- **EXTRACTED TEXT**:
━━━━

Sunday, April 29, 2007

Annotation # 7

Gay Adoption Backlash Growing: More States Move to Bar Same-Sex Couples from Adoption, Foster Care

Homosexuals have become more outspoken about their desire to adopt and be foster parents. However because of this, the opposition to that across the nation is growing steam and becoming more apparent. Bills have been sent to Texas and Indiana to ban gay and lesbian adoptions. A bill just like that is expected to be proposed in Michigan. Arkansas and Utah became the first states to have regulations put down against gay and lesbian adoption or foster parenting. Congress is also expected to propose a bill that will ban gay and lesbian adoption in Washington D.C. Gay activists however are fighting back. In New Hampshire the legislature will have a hearing an a bill to repeal the state's 1987 lay that bans gay and lesbians from adopting. The American Civil Liberties Union is preparing lawsuit to challenge the Florida ban on gay and lesbian adoption. This will be the fourth atempt to repeal Florida's 1977 law. In the late 1980's many gay couple have been using sperm donors and surrogate mothers instead of going through the adoption process. Gay and lesbians have also gained greater acceptance from the professionals that deal with adoption and foster care.

Annotation # 6

Cusick, Tom and Kranz, Rachel. "Gay Rights." 2000. Pg 82-84

There is widespread sterotype that gays and lesbians should not come into contact with children. Because of this the idea of gay adoption and gay foster parenting has trouble winning worldwide acceptence. Only a few states ban gay adoption outright. These states are Florida, Arkansas, Utah, and Mississippi. In the rest of the states, that gay adoption is legal in the process is far from easy. About half of all U.S states allow indviduals in gay or unmarried relationships to adopt children. There are 8 million - 13 million children being raised by gay and lesbian parents worldwide, but most of these children are never adopted. In 1997 New Jersey became the first state to allow both gay and heterosexual unmarried couples to adopt children. This decision was a victory for many gay families fighting for equal rights.

Annotation # 5

Cusick, Tom and Kranz, Rachel. "Gay Rights." 2000. Pg 68-69.

Before the late 1970's people didn't even think about the idea of letting gays and lesbians adopt a child. However, as gay rights groups fought for the right of gay adoption it became more excepted, at least in some parts of the U.S it did. Individal gays and lesbians were sometimes allowed to adopt throughout the 1980s and into the 1990s. It was very rare to see a gay or lesbian couple adopt a child. The turning point for that was in December 1997 in New Jersey. A lawsuit forced that state to allow gay, lesbian, and unmarried heterosexuals to adopt children. However, gay adoption does remain out the question in some states, but other states are now granting laws that make it legal. As of today, about half of the states allow individuals in a gay or unmarried heterosexual relationship adopt children. However the adoptions become more problematic when it involves a homosexual couple.

━━━━

- **PROVIDED ENTRIES**:
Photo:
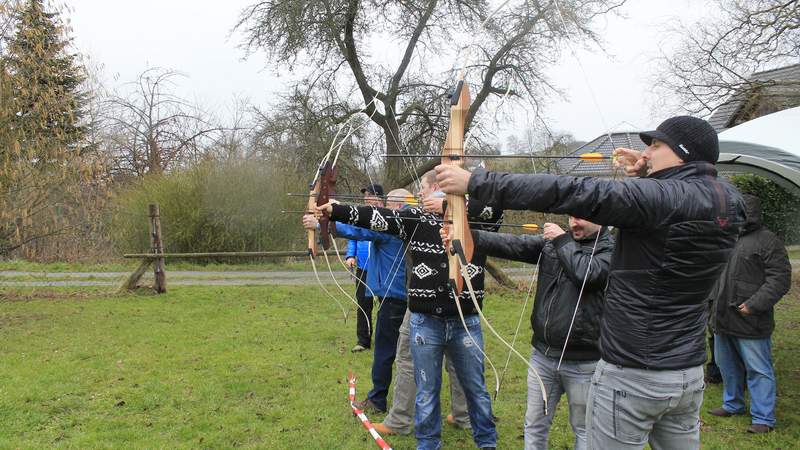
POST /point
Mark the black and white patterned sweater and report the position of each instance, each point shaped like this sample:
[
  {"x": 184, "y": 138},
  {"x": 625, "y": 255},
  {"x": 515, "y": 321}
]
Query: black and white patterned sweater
[{"x": 429, "y": 289}]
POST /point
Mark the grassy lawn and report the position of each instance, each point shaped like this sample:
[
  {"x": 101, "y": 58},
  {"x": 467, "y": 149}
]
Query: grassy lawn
[
  {"x": 256, "y": 367},
  {"x": 130, "y": 265}
]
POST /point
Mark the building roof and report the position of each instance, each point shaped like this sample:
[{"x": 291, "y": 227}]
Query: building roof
[
  {"x": 604, "y": 144},
  {"x": 725, "y": 113}
]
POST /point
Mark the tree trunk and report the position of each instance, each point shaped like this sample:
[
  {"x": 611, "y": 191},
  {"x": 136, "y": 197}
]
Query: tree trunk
[{"x": 396, "y": 177}]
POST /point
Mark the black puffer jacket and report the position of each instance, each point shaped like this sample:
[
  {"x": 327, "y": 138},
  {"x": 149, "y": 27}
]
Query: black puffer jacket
[
  {"x": 677, "y": 228},
  {"x": 562, "y": 268},
  {"x": 758, "y": 275}
]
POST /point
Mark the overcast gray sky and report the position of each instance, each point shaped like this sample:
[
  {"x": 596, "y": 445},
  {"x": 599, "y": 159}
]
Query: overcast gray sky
[{"x": 126, "y": 37}]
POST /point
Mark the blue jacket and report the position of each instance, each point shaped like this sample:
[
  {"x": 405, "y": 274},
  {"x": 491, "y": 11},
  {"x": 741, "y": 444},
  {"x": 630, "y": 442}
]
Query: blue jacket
[
  {"x": 386, "y": 269},
  {"x": 359, "y": 250}
]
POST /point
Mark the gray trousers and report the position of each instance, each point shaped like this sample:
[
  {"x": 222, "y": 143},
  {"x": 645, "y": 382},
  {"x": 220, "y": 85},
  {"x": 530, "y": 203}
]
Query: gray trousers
[
  {"x": 401, "y": 414},
  {"x": 629, "y": 407},
  {"x": 574, "y": 378}
]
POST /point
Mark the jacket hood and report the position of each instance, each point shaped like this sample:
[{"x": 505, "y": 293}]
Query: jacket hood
[{"x": 753, "y": 208}]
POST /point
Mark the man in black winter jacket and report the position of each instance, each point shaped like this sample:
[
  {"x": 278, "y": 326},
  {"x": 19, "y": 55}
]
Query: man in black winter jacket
[
  {"x": 677, "y": 226},
  {"x": 756, "y": 278},
  {"x": 564, "y": 261}
]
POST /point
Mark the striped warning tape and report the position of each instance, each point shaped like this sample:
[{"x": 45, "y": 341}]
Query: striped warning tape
[{"x": 351, "y": 395}]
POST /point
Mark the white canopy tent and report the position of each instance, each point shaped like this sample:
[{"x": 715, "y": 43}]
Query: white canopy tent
[{"x": 765, "y": 146}]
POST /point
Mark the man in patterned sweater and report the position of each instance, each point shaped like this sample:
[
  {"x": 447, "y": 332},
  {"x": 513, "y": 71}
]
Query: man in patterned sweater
[{"x": 436, "y": 326}]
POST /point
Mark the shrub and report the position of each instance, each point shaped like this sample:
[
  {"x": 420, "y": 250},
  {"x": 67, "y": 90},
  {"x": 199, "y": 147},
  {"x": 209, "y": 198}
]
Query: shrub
[{"x": 232, "y": 206}]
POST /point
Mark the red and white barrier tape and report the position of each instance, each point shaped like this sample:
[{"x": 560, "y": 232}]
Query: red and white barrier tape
[{"x": 351, "y": 395}]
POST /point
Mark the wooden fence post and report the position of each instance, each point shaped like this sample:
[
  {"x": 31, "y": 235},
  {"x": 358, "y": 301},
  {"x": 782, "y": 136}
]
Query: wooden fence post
[{"x": 157, "y": 247}]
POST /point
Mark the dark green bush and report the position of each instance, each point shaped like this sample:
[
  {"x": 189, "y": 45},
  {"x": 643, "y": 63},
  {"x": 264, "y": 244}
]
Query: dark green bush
[
  {"x": 234, "y": 206},
  {"x": 780, "y": 208}
]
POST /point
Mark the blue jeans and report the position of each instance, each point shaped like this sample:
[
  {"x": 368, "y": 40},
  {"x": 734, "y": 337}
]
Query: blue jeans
[
  {"x": 432, "y": 337},
  {"x": 387, "y": 330},
  {"x": 737, "y": 356}
]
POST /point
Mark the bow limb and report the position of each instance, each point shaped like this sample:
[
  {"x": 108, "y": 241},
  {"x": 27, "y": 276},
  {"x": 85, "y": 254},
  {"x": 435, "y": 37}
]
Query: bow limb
[{"x": 456, "y": 211}]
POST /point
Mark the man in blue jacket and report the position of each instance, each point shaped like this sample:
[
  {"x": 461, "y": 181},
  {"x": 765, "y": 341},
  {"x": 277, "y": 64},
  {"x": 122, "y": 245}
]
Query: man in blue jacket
[
  {"x": 386, "y": 277},
  {"x": 357, "y": 255}
]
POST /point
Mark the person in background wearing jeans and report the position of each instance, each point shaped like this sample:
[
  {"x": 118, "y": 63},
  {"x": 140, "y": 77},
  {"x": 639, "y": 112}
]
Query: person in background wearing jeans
[
  {"x": 400, "y": 418},
  {"x": 357, "y": 255},
  {"x": 387, "y": 279},
  {"x": 678, "y": 223},
  {"x": 436, "y": 327},
  {"x": 564, "y": 259},
  {"x": 757, "y": 276}
]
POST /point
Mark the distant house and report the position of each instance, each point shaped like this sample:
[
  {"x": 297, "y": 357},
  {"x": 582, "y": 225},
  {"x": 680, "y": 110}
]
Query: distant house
[
  {"x": 763, "y": 93},
  {"x": 604, "y": 144}
]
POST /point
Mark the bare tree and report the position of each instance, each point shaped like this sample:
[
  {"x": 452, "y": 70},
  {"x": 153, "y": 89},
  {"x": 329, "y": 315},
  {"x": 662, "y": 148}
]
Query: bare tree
[
  {"x": 716, "y": 59},
  {"x": 151, "y": 130},
  {"x": 329, "y": 42}
]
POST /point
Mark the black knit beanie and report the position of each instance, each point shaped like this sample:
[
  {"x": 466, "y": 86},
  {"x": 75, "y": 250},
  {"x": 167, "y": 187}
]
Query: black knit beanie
[{"x": 692, "y": 139}]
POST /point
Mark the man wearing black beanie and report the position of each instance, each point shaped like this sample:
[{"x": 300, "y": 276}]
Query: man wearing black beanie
[{"x": 677, "y": 226}]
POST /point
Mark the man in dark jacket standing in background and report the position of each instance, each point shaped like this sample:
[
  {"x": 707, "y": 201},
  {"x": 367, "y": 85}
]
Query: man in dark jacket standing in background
[
  {"x": 677, "y": 225},
  {"x": 563, "y": 260},
  {"x": 756, "y": 278}
]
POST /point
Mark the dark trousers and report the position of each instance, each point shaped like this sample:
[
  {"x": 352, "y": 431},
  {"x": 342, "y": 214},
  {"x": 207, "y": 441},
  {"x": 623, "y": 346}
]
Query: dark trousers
[
  {"x": 363, "y": 322},
  {"x": 387, "y": 331}
]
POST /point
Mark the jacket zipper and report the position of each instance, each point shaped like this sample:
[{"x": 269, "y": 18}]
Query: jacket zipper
[{"x": 547, "y": 316}]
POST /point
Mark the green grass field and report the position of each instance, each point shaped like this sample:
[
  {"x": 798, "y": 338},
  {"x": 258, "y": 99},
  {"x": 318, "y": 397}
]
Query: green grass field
[{"x": 253, "y": 367}]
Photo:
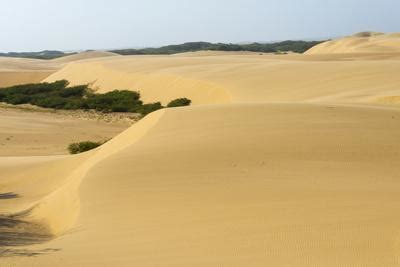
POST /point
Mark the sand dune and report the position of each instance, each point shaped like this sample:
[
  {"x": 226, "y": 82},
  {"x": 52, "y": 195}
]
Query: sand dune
[
  {"x": 32, "y": 133},
  {"x": 286, "y": 160},
  {"x": 84, "y": 55},
  {"x": 15, "y": 71},
  {"x": 210, "y": 186},
  {"x": 365, "y": 42},
  {"x": 243, "y": 78}
]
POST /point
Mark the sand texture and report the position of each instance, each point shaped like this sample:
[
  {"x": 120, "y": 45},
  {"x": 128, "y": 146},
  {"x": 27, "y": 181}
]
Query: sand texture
[{"x": 283, "y": 160}]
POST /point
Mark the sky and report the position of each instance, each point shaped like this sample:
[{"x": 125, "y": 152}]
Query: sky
[{"x": 34, "y": 25}]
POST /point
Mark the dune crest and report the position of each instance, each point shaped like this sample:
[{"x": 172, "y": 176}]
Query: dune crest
[{"x": 364, "y": 42}]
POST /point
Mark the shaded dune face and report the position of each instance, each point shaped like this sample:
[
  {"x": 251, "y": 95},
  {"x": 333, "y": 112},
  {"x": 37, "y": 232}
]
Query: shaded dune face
[
  {"x": 282, "y": 161},
  {"x": 245, "y": 78},
  {"x": 365, "y": 42},
  {"x": 283, "y": 183}
]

━━━━

- **REQUIRED WORK**:
(1) Gather every line of the records that contains the word "black", matching case.
(2) Resume the annotations on gay adoption after their last sentence and continue them.

- **EXERCISE RESPONSES**:
(1)
Mark the black and white patterned sweater and report the position of each instance, each point shaped like this sample:
Query: black and white patterned sweater
Mark the black puffer jacket and report the position of each instance, each point shaped like this sample:
Query: black puffer jacket
Mark the man in black winter jacket and report the position of each instance, each point shaped like this sample:
Query: man in black winter jacket
Mark the black knit beanie and report the position of each instance, each point shaped like this sample:
Query: black knit beanie
Mark the man wearing black beanie and report the position of each instance, each point shaped like this sample:
Query: man wearing black beanie

(2)
Tuesday, April 24, 2007

Annotation # 4

Lesbian and Gay Adoption Rights

Many gays and lesbians are choosing to become parents. Only four states, Vermont, New Jersey, Massachusetts, and California allow same sex couple adoption. Florida is the only state that currently has a ban against gay adoption. There are many reasons why gay and lesbian adoption should be allowed. The U.S has so many children that need to be adopted. Some of those children are hard to place because they are older or because of special needs. So if gays and lesbians want to adopt them, it is unfair to deny them a loving home. Another reason is that most children in the U.S don't even live with two married parents. So they can grow up in a one or a two-parent household of a gay and/or lesbian and fare just as emotionally and socially well off as children whose parents are heterosexual. Also studies have shown that children are more influenced by the interaction with their parents then their parents' sexual orientation.

Annotation # 3

Little Victories fo Gay Adoption

In this article, John Caldwell says that even though some states are trying to pass laws to ban same sex marriage, same sex adoption is becoming more recognized. In Mississippi a ruling was made in favor of two lesbian moms. The ruling said the state would recognize the adoption even thought it didn't recognize same sex relationships. Experts point out that this case strenghtened the rights of gay parents everywhere. There are no states that currently ban same sex adoption because the passing of such a law would distrupt the lives of so many children. The needs of children are at stake, therefore states are apt to recognize the rights of gay parents who have legal custody of their children. States cannot afford to not recognize gay people's right to adopt.

Annotation # 2

Gay families go mainstream; Reaction to a ruling in favor of gay adoption suggests that same-sex parents are winning hearts and minds. But is it too soon to delare victory?

In this article, the supreme court in Pennsylvania ruled that gay men and lesbians can adopt their partners' children. Only eight states and the Distict of Columbia allow this. The trend is turning in favor of gay families. Gays and lesbians have made incredible progress this year. People are starting to believe what the judge in Peensylvania said-"it's absurd to deny kids a loving home because both parents happen to be on the same sex. This decision is a complete victory for hundreds of gay and lesbian families.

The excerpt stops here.